PROVIDED PASSAGE:
I have 3 machines with clean F37 installs. One of the F37 machines has 4GB of RAM, and I maintain it as a backup and normally only log in via ssh and do dnf updates via command line. In the last few weeks this has become extremely difficult to do due to being automatically logged out, presumably by systemd-oomd. It happens even if I boot in multiuser, which ought to reduce memory use. From what little I've read and what experimentation I've done so far, it appears that being logged into a DE (maybe only GNOME or KDE?) protects against this, but non-DE logins (including ssh), and any commands running in them, are not protected. This goes against the expectation that non-DE access should be LESS likely to run out of memory, especially if there isn't even a DE running. How hard would it be for systemd-oomd to be configured to protect non-DE logins and anything running in them?
I've also read that configuring non-zram swap might be a cure. As I said, these are clean F37 installs, and if that's necessary for reasonable behavior when there's not enough RAM, the installer should be doing it automatically. In my case, I don't think that's the cause, since the free command suggests that I'm only using a fraction of both the memory and swap even when the automatic logging out is happening.
On Sun, Mar 12, 2023 at 10:38 AM Andre Robatino robatino@fedoraproject.org wrote:
I have 3 machines with clean F37 installs. One of the F37 machines has 4GB of RAM, and I maintain it as a backup and normally only log in via ssh and do dnf updates via command line. In the last few weeks this has become extremely difficult to do due to being automatically logged out, presumably by systemd-oomd.
You should look for reasons with journalctl and monitor memory usage in a terminal (using top, bpytop).
It happens even if I boot in multiuser, which ought to reduce memory use.
Again. you should be monitoring memory use instead of guessing. It would not be surprising that some recent "improvement" increased memory use.
From what little I've read and what experimentation I've done so far, it
appears that being logged into a DE (maybe only GNOME or KDE?) protects against this, but non-DE logins (including ssh), and any commands running in them, are not protected. This goes against the expectation that non-DE access should be LESS likely to run out of memory, especially if there isn't even a DE running. How hard would it be for systemd-oomd to be configured to protect non-DE logins and anything running in them?
I've also read that configuring non-zram swap might be a cure. As I said, these are clean F37 installs, and if that's necessary for reasonable behavior when there's not enough RAM, the installer should be doing it automatically. In my case, I don't think that's the cause, since the free command suggests that I'm only using a fraction of both the memory and swap even when the automatic logging out is happening.

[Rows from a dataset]
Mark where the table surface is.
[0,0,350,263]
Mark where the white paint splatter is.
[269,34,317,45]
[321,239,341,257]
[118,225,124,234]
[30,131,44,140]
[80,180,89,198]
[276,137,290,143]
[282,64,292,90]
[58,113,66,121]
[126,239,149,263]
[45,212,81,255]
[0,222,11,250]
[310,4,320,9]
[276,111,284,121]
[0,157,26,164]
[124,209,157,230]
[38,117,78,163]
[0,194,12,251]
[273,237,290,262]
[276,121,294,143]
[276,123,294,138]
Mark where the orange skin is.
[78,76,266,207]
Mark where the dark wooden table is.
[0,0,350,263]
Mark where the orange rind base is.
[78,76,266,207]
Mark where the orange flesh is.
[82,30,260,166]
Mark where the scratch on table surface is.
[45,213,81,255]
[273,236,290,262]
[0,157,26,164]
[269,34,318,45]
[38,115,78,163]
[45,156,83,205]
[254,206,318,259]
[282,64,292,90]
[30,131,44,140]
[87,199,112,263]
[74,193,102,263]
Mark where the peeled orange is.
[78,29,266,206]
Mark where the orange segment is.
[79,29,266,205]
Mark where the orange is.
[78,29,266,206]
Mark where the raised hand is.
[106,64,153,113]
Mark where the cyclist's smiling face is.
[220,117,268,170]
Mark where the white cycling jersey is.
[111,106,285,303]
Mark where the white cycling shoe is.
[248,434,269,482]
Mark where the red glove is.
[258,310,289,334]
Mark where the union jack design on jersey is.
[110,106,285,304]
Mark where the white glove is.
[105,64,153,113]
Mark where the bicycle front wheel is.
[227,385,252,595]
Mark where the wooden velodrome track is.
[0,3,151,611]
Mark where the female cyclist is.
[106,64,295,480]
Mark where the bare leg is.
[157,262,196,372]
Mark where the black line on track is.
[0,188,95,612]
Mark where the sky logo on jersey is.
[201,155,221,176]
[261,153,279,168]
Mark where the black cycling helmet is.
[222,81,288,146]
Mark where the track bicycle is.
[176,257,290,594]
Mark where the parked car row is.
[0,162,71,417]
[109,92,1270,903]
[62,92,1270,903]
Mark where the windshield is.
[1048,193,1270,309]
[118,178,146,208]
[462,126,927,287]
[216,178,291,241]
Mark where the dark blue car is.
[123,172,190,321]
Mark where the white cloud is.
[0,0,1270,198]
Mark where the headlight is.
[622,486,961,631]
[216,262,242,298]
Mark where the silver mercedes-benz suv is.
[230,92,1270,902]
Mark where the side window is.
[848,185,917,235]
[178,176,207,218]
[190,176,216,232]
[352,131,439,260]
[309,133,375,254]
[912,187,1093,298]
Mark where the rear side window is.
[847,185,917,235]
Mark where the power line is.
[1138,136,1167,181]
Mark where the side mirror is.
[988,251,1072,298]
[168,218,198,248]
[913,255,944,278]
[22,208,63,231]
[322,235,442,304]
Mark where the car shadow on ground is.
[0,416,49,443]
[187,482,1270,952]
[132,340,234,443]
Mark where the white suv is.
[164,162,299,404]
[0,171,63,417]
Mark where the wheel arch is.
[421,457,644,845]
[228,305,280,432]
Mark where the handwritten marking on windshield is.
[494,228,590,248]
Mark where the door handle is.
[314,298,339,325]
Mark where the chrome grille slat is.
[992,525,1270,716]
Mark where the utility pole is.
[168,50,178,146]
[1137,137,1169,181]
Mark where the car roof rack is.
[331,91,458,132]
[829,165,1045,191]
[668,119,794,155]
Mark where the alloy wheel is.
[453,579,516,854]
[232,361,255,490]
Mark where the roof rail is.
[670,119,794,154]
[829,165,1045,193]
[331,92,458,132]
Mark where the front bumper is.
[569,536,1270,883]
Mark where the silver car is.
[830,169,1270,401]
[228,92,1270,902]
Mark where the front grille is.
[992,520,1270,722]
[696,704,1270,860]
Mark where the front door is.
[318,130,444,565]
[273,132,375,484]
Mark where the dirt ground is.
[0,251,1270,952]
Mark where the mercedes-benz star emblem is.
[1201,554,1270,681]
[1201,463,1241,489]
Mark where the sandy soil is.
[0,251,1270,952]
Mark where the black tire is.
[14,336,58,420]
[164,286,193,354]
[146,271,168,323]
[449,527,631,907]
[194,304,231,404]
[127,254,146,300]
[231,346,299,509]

--

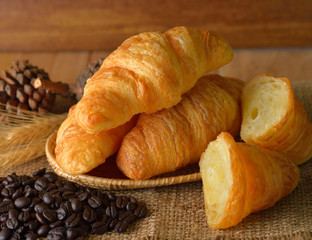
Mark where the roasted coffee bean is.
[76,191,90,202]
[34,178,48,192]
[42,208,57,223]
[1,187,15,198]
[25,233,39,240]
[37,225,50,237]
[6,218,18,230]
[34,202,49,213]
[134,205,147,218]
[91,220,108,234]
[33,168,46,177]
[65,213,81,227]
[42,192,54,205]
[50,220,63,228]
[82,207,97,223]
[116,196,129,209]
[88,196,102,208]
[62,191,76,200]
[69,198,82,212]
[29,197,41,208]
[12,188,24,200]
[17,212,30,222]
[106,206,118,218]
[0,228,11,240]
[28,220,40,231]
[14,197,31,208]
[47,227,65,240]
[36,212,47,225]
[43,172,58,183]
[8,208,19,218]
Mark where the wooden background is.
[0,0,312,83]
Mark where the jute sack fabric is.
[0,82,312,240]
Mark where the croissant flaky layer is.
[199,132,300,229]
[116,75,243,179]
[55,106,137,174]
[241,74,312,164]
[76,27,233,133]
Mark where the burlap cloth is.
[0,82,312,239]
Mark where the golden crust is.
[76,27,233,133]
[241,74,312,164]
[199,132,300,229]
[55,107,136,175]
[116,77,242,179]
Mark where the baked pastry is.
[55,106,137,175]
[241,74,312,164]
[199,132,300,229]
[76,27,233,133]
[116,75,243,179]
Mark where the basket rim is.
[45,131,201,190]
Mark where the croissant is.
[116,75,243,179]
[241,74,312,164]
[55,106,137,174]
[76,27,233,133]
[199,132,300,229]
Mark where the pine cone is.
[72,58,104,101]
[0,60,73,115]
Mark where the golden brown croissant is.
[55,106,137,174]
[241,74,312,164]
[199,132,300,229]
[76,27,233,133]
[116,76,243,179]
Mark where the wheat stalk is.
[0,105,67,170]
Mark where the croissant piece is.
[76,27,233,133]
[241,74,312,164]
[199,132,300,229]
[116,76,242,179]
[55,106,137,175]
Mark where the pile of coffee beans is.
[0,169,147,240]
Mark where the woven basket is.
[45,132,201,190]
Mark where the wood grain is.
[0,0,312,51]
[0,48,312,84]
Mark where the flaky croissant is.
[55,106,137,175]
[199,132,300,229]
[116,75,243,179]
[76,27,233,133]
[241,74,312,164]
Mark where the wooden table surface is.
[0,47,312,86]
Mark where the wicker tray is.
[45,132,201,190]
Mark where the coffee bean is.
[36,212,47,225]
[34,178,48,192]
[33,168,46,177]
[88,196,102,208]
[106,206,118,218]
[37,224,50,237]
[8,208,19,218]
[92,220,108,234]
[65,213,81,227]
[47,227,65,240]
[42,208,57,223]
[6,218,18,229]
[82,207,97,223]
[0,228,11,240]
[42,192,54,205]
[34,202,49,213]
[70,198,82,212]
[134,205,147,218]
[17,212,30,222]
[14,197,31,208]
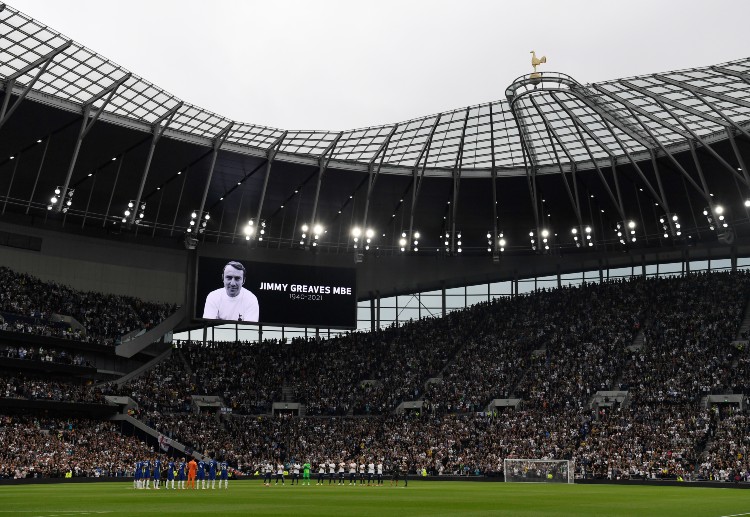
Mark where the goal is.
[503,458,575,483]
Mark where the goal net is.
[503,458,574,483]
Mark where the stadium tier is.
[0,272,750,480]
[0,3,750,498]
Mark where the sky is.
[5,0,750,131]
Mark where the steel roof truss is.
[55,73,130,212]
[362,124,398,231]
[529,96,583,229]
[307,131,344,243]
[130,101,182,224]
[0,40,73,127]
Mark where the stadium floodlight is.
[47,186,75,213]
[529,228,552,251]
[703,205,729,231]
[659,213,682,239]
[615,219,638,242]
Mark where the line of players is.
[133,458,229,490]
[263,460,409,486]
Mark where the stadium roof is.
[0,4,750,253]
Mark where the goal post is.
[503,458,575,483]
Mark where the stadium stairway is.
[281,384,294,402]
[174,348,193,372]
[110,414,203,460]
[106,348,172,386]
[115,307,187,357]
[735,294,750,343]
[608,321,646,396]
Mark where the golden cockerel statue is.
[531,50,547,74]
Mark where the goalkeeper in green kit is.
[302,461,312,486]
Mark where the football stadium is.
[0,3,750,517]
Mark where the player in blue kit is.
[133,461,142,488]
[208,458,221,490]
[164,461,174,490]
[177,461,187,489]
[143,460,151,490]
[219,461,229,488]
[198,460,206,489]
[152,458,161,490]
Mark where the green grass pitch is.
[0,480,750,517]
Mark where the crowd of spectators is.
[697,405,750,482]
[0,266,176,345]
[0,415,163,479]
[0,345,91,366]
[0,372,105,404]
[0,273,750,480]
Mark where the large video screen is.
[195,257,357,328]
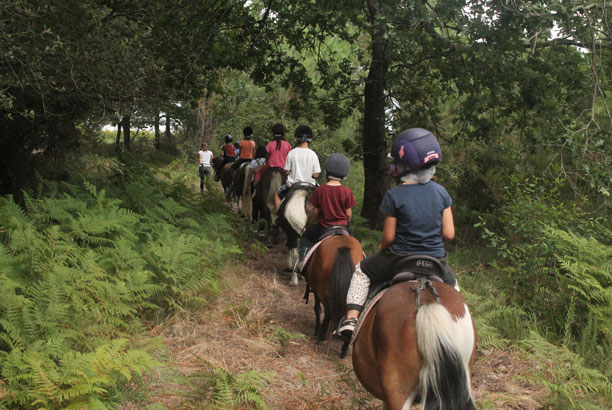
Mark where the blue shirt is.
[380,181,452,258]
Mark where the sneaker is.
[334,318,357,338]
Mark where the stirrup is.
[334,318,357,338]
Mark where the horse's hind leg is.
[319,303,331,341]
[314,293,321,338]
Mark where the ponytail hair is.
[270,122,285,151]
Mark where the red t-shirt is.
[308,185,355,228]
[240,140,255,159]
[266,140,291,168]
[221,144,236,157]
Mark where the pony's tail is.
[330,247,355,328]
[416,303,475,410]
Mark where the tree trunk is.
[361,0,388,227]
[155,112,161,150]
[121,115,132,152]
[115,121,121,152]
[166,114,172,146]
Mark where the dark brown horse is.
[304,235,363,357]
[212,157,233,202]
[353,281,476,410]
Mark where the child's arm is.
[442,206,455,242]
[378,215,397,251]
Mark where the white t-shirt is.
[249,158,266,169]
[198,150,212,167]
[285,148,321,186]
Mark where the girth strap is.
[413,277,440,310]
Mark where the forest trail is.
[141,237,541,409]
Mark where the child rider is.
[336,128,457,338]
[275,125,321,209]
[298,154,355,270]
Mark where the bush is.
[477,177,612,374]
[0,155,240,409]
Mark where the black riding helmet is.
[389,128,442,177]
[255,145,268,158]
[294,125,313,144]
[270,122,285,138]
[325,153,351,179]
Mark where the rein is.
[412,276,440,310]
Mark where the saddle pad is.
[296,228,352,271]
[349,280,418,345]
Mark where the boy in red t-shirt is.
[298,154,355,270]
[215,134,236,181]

WHAT NEEDS TO BE DONE: Reproduce the part of the systemd-oomd thread above, starting with "On Sun, Mar" and going on through "increased memory use.".

TASK OUTPUT:
On Sun, Mar 12, 2023 at 10:38 AM Andre Robatino robatino@fedoraproject.org wrote:
I have 3 machines with clean F37 installs. One of the F37 machines has 4GB of RAM, and I maintain it as a backup and normally only log in via ssh and do dnf updates via command line. In the last few weeks this has become extremely difficult to do due to being automatically logged out, presumably by systemd-oomd.
You should look for reasons with journalctl and monitor memory usage in a terminal (using top, bpytop).
It happens even if I boot in multiuser, which ought to reduce memory use.
Again. you should be monitoring memory use instead of guessing. It would not be surprising that some recent "improvement" increased memory use.